** START MATERIAL PROVIDED **

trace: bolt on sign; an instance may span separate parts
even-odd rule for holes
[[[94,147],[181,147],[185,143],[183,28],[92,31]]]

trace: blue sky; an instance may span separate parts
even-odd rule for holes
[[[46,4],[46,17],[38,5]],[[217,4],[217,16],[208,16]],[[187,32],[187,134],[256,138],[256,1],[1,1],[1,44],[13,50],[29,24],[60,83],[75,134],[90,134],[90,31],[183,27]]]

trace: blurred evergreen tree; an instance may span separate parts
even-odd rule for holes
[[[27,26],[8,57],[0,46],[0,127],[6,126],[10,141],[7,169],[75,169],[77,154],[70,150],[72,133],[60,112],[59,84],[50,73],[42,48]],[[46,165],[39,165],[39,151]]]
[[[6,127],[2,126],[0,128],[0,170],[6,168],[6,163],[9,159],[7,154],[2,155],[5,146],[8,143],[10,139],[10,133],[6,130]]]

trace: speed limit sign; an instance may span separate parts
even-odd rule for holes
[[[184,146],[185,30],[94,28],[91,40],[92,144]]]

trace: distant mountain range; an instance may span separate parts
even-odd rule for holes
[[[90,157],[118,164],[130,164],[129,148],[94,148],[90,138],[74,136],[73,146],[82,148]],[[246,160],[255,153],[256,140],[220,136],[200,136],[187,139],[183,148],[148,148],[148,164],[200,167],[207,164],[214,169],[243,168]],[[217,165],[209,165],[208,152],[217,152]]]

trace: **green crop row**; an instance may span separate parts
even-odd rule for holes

** END MATERIAL PROVIDED **

■ **TO BE DONE**:
Edit the lines starting with the line that contains "trace: blurred evergreen" and going on through the line that contains "[[[184,146],[185,30],[94,28],[91,40],[92,144]]]", replacing "speed limit sign" with "yield sign" and leaving everything else unchanged. Give only those lines.

■ **FINISHED EXERCISE**:
trace: blurred evergreen tree; an instance may span separate parts
even-odd rule for holes
[[[27,26],[8,57],[0,46],[0,127],[6,126],[10,141],[7,169],[75,169],[77,154],[70,150],[72,133],[60,112],[59,84],[50,73],[42,48]],[[46,165],[39,165],[39,151]]]
[[[6,127],[2,126],[0,128],[0,170],[6,168],[6,163],[9,159],[7,154],[2,155],[5,146],[8,143],[10,139],[10,133],[6,130]]]

trace: yield sign; an instance may span separate parts
even-odd rule for holes
[[[184,146],[185,30],[94,28],[91,40],[92,144]]]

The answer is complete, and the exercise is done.